● **Exercise goal**
Write out the whole listing again, exactly as given.

....................

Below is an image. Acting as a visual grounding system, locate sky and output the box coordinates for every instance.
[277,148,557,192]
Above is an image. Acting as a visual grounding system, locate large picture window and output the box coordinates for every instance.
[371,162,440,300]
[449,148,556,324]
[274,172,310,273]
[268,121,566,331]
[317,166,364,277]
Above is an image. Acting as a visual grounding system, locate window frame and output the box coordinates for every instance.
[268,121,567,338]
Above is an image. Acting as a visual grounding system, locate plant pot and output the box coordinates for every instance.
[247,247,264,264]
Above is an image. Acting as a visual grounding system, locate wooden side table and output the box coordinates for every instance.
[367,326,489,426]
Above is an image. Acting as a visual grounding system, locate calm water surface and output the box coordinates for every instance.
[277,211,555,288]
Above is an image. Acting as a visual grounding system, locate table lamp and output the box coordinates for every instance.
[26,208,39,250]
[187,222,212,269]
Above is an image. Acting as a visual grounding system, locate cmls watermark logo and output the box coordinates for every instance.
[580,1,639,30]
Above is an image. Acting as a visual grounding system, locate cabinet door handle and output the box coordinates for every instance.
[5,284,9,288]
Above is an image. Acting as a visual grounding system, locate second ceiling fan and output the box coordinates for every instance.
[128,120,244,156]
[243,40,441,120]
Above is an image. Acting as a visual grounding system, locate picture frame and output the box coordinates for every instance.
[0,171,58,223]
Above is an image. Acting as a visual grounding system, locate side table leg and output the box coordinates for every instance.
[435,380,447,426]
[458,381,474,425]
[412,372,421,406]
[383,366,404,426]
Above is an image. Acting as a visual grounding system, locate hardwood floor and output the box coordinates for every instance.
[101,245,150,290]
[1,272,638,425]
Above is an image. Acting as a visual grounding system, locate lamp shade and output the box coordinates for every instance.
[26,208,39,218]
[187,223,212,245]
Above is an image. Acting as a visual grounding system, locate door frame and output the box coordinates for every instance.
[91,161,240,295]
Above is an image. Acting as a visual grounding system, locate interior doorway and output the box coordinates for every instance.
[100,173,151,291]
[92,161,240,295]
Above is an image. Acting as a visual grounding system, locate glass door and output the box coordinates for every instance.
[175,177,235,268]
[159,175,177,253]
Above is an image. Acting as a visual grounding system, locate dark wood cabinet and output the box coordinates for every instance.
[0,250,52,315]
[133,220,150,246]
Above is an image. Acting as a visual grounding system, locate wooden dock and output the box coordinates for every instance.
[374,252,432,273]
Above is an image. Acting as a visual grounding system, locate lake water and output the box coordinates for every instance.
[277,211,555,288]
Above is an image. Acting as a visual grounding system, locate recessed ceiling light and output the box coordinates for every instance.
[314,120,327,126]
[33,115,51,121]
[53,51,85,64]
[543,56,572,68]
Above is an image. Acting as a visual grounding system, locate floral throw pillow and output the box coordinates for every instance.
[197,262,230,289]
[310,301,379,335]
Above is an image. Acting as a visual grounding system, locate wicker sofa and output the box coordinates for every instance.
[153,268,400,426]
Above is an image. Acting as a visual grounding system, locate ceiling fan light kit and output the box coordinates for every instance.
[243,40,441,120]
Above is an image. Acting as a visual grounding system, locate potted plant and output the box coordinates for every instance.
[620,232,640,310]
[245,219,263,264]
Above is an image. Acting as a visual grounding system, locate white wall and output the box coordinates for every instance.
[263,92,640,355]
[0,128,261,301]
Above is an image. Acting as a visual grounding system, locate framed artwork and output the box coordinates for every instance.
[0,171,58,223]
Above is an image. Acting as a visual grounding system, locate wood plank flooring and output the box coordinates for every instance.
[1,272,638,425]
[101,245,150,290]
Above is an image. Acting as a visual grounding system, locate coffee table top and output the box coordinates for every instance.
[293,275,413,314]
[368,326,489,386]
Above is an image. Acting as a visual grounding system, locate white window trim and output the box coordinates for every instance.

....................

● **Task output**
Below is an image. Acting as a visual grounding system, locate sky and output the box coordinates for every instance.
[277,148,557,192]
Above is an image. Acting as a visual grounding system, locate large picture window and output the box coordinates for every instance.
[371,162,440,300]
[449,148,556,324]
[274,172,310,273]
[268,121,566,331]
[317,166,364,277]
Above is an image. Acting as a visual grounding system, locate window frame and output the box coordinates for every instance.
[268,121,567,338]
Above is an image. Acting as a visual grounding system, locate plant pot and output the box coordinates for every instance.
[247,247,264,264]
Above is an image. Acting as a visual grounding system, locate wooden side table and output the box coordinates for every instance.
[367,326,489,426]
Above is an image. Acting as a visual grounding system, locate calm water surface and output the box coordinates for every instance.
[277,211,555,288]
Above is an image. Acting as a visual grounding system, locate table lamp and output the box coordinates for every instance.
[26,208,39,250]
[187,222,212,269]
Above is an image. Acting as a visual grounding system, locate cmls watermark logo and output the box coordinates for every instance.
[580,1,639,30]
Above is an image. Acting as a visual grounding system, locate cabinet door handle and output the box coordinates for every instance.
[5,284,9,288]
Above is an image. Acting as a visual grounding system, locate second ceiling fan and output the box coordinates for every instance.
[128,120,244,156]
[243,40,441,120]
Above is an image. Acting as a visual grounding system, locate picture frame and output the box coordinates for every instance.
[0,171,58,223]
Above is an image. Acting as a visual grounding system, locate side table leg and output the box coordinates for every instance.
[435,380,447,426]
[458,381,474,425]
[412,372,421,406]
[383,366,404,426]
Above is an image. Acting as a visual grounding system, locate hardwood floor and output the box coordinates for every instance.
[101,245,150,290]
[1,272,638,425]
Above is an image. Acting as a visual grounding system, locate lamp shade and output the box coordinates for every instance.
[26,208,39,218]
[187,223,212,245]
Above is an image. Acting as a visual grounding system, locate door frame and output the box coordinates for every instance.
[91,161,240,295]
Above is an image. Acting as a visual grounding system, locate interior doorway and output the box coordinates for every instance.
[100,173,151,291]
[92,161,240,295]
Above is an image. Acting as a visual grounding system, locate glass door and output the box coordinates for every instance.
[175,177,235,268]
[159,175,177,253]
Above is an image. Acting as a visual grounding system, locate dark wood cabinet and output the box coordinates for every instance.
[0,250,52,315]
[133,220,150,246]
Above is an image. Acting as a visual grounding system, locate wooden dock and output the box coordinates for every instance.
[374,252,432,273]
Above is an image. Acting as a visual grounding system, locate lake water and output the box coordinates for every instance.
[277,211,555,288]
Above is an image. Acting as a visual grounding system, locate recessed ceiling light and output the box coordinates for every instance.
[314,120,327,126]
[33,115,51,121]
[53,51,85,64]
[543,56,572,68]
Above is an image. Acting as a visual grounding system, locate floral throw pillow and output the box coordinates for every instance.
[197,262,230,289]
[310,301,379,335]
Above is an image. Acting as a visual grounding system, locate wicker sofa and output the box coordinates for every instance.
[153,268,400,426]
Above is an image. Acting as a visual grounding system, locate ceiling fan light kit and output the box coordinates for every instance.
[243,40,441,120]
Above is an image. Acting as a visual grounding system, locate potted plant and output the box coordinates for every instance.
[620,232,640,310]
[245,219,263,264]
Above is an image. Acting as a visual grounding system, locate white wall and output the box coordinates for every instance.
[263,92,640,355]
[0,128,261,301]
Above is an image. Acting as a visual grounding system, locate framed artwork and output the box coordinates for every instance.
[0,171,58,223]
Above is an image. Acting as a visual grounding system, locate wood plank flooring and output the box coordinates for every instance.
[1,272,638,425]
[101,245,150,290]
Above is an image. Acting as a visual grounding system, locate coffee table top and output the box coordinates for every instance.
[293,275,413,314]
[368,326,489,386]
Above is an image. Acting as a visual grounding system, locate white window trim and output the box coordinates for every instance.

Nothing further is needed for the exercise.